#### INSTRUCTIONS FOR THE TASK:
In full and without deviation, reproduce the records that follow.

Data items
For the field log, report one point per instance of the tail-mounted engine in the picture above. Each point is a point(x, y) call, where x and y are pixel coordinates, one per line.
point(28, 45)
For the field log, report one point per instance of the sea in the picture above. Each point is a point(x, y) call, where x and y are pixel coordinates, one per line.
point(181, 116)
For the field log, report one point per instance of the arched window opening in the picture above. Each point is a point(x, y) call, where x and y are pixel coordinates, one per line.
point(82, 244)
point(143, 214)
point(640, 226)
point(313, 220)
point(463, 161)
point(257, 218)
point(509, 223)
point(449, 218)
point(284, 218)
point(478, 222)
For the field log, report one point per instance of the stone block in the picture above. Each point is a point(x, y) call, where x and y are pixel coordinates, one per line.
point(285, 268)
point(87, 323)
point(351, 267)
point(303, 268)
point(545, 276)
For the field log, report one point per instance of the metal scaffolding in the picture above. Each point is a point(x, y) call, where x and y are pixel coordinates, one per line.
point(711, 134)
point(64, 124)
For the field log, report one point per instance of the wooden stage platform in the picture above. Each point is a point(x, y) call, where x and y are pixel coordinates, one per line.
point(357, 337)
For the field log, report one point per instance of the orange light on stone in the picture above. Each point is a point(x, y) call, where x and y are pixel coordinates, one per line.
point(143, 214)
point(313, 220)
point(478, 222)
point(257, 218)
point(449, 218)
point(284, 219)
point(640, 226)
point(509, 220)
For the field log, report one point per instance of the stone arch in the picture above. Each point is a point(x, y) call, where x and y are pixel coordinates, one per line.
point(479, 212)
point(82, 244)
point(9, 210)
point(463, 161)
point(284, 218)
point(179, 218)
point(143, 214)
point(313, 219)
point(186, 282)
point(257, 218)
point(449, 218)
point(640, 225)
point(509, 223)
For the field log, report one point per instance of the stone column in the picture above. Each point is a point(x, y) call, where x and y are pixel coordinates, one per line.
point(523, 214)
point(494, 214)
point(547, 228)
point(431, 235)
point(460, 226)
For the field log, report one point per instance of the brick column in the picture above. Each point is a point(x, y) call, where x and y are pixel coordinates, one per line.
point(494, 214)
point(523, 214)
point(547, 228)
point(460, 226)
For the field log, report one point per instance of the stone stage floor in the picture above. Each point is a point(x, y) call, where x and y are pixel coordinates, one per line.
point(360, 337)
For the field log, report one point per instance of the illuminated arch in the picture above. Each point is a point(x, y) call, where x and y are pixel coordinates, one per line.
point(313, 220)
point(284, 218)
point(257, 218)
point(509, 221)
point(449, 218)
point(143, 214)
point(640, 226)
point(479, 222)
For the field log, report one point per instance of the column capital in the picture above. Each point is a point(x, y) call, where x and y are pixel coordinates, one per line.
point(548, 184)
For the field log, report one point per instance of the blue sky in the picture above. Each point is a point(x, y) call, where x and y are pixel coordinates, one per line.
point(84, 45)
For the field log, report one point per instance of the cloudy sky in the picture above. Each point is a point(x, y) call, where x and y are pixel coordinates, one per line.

#### ANSWER SPACE:
For the field log, report one point per instance of the tail-mounted engine in the picture above. Each point is a point(x, y) call, where x and y are pixel coordinates, one per line.
point(28, 45)
For the field log, report one point per instance of the sea in the picture above. Each point is a point(x, y) call, where x and y are pixel coordinates, one per line.
point(181, 116)
For the field log, report one point per instance of the arched window opening in the picture above. Each point is a point(x, y) call, where x and y are pixel coordinates, one per line.
point(82, 244)
point(143, 214)
point(640, 226)
point(313, 220)
point(463, 161)
point(257, 218)
point(509, 223)
point(449, 218)
point(284, 218)
point(478, 222)
For the field log, report one point per instance of the stone block in the picture above. Each point is a point(x, y) call, where x and y are pixel coordinates, one per line.
point(285, 268)
point(87, 323)
point(351, 267)
point(303, 268)
point(545, 276)
For the field log, report one point per instance of the metal scaffolding in the picture above. Each point is a point(x, y) call, where x and y are pixel coordinates, one per line.
point(711, 134)
point(64, 124)
For the field log, report one point per instance of the wooden stage platform in the picture above. Each point is a point(x, y) call, where x and y are pixel coordinates, one per line.
point(357, 337)
For the field log, report one point per instance of the orange light on stone in the picture above. Each point is a point(x, y) call, where x and y are pixel coordinates, one per line.
point(143, 214)
point(313, 220)
point(478, 222)
point(257, 218)
point(449, 218)
point(284, 219)
point(640, 226)
point(509, 220)
For the field log, report one point per instance of the stone arch in the picture above. Each point is a point(x, y) call, where x and y are pixel coordinates, one per line.
point(479, 212)
point(82, 244)
point(9, 210)
point(463, 161)
point(284, 218)
point(179, 218)
point(143, 214)
point(313, 219)
point(186, 282)
point(257, 218)
point(449, 218)
point(640, 225)
point(509, 223)
For the field log, report one point per instance of the stone column in the picture above. Each point is a point(x, y) call, where x and y are pixel coordinates, one per line.
point(523, 214)
point(494, 214)
point(547, 228)
point(431, 235)
point(460, 226)
For the field log, report one point per instance of the brick column in the picture above. Each point is a point(x, y) call, where x and y are pixel coordinates, one per line.
point(494, 214)
point(523, 214)
point(547, 228)
point(460, 226)
For the field log, report one point per instance of the stone stage floor in the picture above. Each point is a point(x, y) call, where x and y are pixel coordinates, one per line.
point(360, 337)
For the field log, report one point per instance of the illuminated arch in the picture above. Each point is a point(x, y) call, where x and y are pixel coordinates, one per line.
point(313, 220)
point(284, 218)
point(257, 218)
point(509, 221)
point(449, 218)
point(143, 214)
point(640, 226)
point(479, 222)
For the field log, report one point per instance of the column capital in the picture above. Each point is a point(x, y) call, where x and y are pixel coordinates, one per line.
point(548, 184)
For the field log, report one point per instance of the blue sky in the picture above. Each point is a point(x, y) call, where x and y are pixel coordinates, one per line.
point(84, 45)
For the field log, report one point per instance of the cloudy sky in the picture above. Each point is a point(x, y) call, where x and y are pixel coordinates, one per line.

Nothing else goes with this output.